* [What is expected]
Copy out all of the material below word for word, omitting the pictures.

* [Records for the exercise]
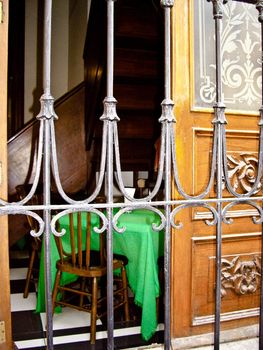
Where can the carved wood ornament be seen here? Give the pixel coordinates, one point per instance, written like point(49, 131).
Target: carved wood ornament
point(242, 171)
point(241, 276)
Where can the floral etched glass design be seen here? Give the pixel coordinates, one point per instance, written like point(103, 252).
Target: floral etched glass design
point(241, 64)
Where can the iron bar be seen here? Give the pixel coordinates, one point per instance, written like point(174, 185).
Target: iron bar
point(109, 117)
point(167, 119)
point(218, 212)
point(47, 114)
point(259, 7)
point(219, 121)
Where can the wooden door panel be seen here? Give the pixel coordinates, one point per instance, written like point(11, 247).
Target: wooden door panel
point(193, 247)
point(5, 312)
point(240, 277)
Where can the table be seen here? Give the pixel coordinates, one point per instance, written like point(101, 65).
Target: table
point(141, 245)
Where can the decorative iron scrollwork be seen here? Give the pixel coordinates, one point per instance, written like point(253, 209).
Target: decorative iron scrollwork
point(242, 172)
point(241, 276)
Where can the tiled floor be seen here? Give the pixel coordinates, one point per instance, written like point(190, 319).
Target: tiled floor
point(71, 328)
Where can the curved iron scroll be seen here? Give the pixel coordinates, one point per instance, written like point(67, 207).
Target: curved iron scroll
point(168, 170)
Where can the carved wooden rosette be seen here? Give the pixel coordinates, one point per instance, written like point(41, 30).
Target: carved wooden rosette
point(241, 276)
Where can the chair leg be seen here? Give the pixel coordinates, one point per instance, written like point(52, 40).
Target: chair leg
point(55, 289)
point(29, 273)
point(93, 310)
point(82, 288)
point(125, 294)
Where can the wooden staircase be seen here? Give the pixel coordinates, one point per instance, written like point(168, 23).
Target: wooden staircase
point(138, 80)
point(138, 88)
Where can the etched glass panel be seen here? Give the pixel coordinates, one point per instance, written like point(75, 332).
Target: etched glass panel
point(241, 66)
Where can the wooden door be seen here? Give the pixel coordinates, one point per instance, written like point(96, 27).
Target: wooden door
point(5, 312)
point(193, 250)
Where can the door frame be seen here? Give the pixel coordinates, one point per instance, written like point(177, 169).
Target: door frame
point(5, 308)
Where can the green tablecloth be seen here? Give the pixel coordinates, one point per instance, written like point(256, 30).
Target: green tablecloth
point(141, 245)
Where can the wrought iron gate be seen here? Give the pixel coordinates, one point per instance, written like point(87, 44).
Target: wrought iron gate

* [Task answer]
Where can the carved wood ornament be seen here? Give the pixel coordinates, one point per instance, written like point(49, 131).
Target: carved wood ornament
point(242, 171)
point(241, 276)
Where can the floral etched glass design be seen here? Give the pixel coordinates, one point per instance, written like point(103, 252).
Target: floral etched glass design
point(241, 64)
Where can the iron bar be seen here? Give the pixel coordinates, one point per instance, written like point(174, 185).
Target: iron bar
point(109, 117)
point(167, 119)
point(218, 212)
point(47, 114)
point(259, 7)
point(219, 121)
Where can the wooden door panel be seen here? Give the pixel coordinates, one point per instance, written like point(11, 247).
Target: wooden door panel
point(193, 247)
point(5, 312)
point(240, 277)
Where can the table be seen here? Give the pixel coordinates, one point per instance, written like point(101, 65).
Target: table
point(141, 245)
Where can the decorative iron scrollwork be seen here? Give the pixel coordinates, one point per instance, written like point(253, 209).
Target: decorative iron scrollwork
point(242, 172)
point(241, 276)
Where can the tiled floor be seen here? Give the pixel coordinates, one point per instance, written like point(190, 319).
Target: tiled floor
point(71, 328)
Where can the curved iron scroll be seen here? Give the pixel coordinates, one point per instance, written like point(67, 207).
Target: curved iron scroll
point(168, 170)
Where can the carved wooden rosette be seen here? Give the pixel coordinates, one point per instance, written like point(41, 30).
Target: carved wooden rosette
point(241, 276)
Where can the chair leg be seen here? Give the pixel coordinates, one point per instance, written like point(52, 40).
Target: chair leg
point(55, 289)
point(29, 273)
point(93, 310)
point(82, 288)
point(125, 294)
Where can the wooden staircase be seen here? Give the pixel coordinates, one point per instance, written like point(168, 23).
Target: wooden staircase
point(138, 80)
point(138, 88)
Where can the etched glass panel be seen here? Give the pixel coordinates, one point per instance, written like point(75, 332).
Target: etched glass panel
point(241, 66)
Where can the wooden door be seen here? Give the pixel coordinates, one point per instance, written like point(96, 27).
Target: wooden door
point(5, 312)
point(193, 250)
Where can the door frame be seen here? Give the pixel coordinates, one point per instance, written like point(177, 169).
Target: door frame
point(5, 308)
Where can the green tablecloth be seen here? Give the pixel coordinates, one point per instance, written like point(256, 30).
Target: green tablecloth
point(141, 245)
Where can the wrought iron gate be seen here? Give the pixel coordinates, one point per instance, written like point(87, 44).
Target: wrought iron gate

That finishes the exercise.